PASSAGE TO READ:
Thanks for looking into this Mike.

On Thu, Jul 2, 2009 at 10:39 AM, Michael Droettboom <mdroe@…86…> wrote:

It is not surprising that memory usage is much lower without printing the plot. Very little is actually done by the “plot” command other than setting up a tree of objects that is later rendered during the printing process (where most of the work happens).

The attached script based on what you provided doesn’t leak memory for me with matplotlib 0.98.5.2. It would appear that there is something else in your application triggering the leak. Perhaps there is something holding a reference longer than it should?

Your attached script memleak2.py is indeed fine, it never takes up more than 60Mb of RAM. But did you try to run the PyQt4 GUI I attached? There the same save_png() function does increase memory usage for each call.

GOAL A: Based on the memory-leak email, state whether each claim is true, answering yes or no and quoting the words that decide it: (i) The "plot" command does most of the work. (ii) The script memleak2.py never uses more than 60Mb of RAM. (iii) The script that was sent back was tested with matplotlib 0.98.5.2.
GOAL B: In the memory-leak email, which function increases memory usage each time the PyQt4 GUI calls it?
GOAL C: Please write the next part of the memory-leak email, picking up after its final sentence.
The data after the memory-leak email isn't needed.

SOURCE EXCERPT:
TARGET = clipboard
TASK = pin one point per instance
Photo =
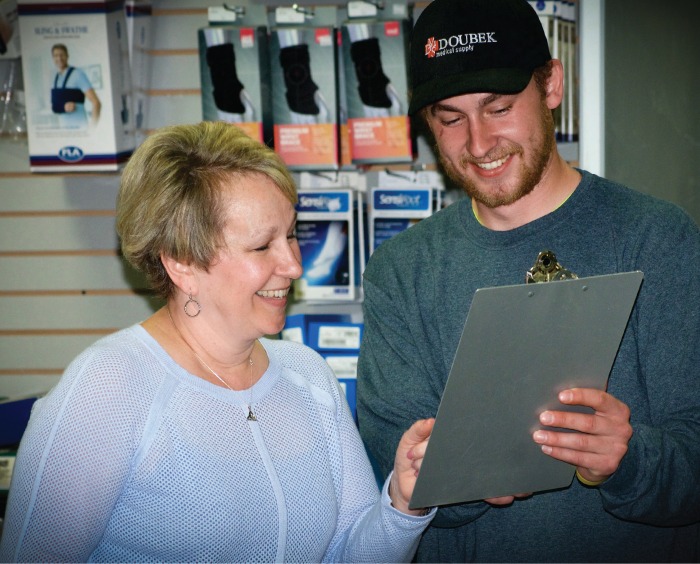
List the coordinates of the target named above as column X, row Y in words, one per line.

RESPONSE A:
(i) No: "Very little is actually done by the “plot” command"
(ii) Yes: "it never takes up more than 60Mb of RAM"
(iii) Yes: "doesn’t leak memory for me with matplotlib 0.98.5.2"

RESPONSE B: The save_png() function.

RESPONSE C:
I’m not sure how to exactly measure memory usage for a GUI program, but it is so large I can look at “System Activity” (or Task Manager on XP) and get the approximate number:

Loading the GUI: 30.5Mb

1st call to save_png: 82Mb
2nd call: 116Mb
10th call: 380Mb

I can see the memory usage drop after some calls, so I guess it is a problem of references being held and sometimes being released as you said. But memory use does seem to be unbounded. Waiting for minutes, or interacting with the GUI, never releases any memory. It is strange, the PyQt4 demo program is fine by itself, save_png() is fine by itself, but combine them and there’s a memory problem.

Cheers,
Ralf

You can see from the attached massif plots that memory usage never becomes unbounded. It is normal for Python to delay deallocation for efficiency reasons. Calling gc.collect (the second graph) does help keep memory usage more compact however, if that is a primary concern.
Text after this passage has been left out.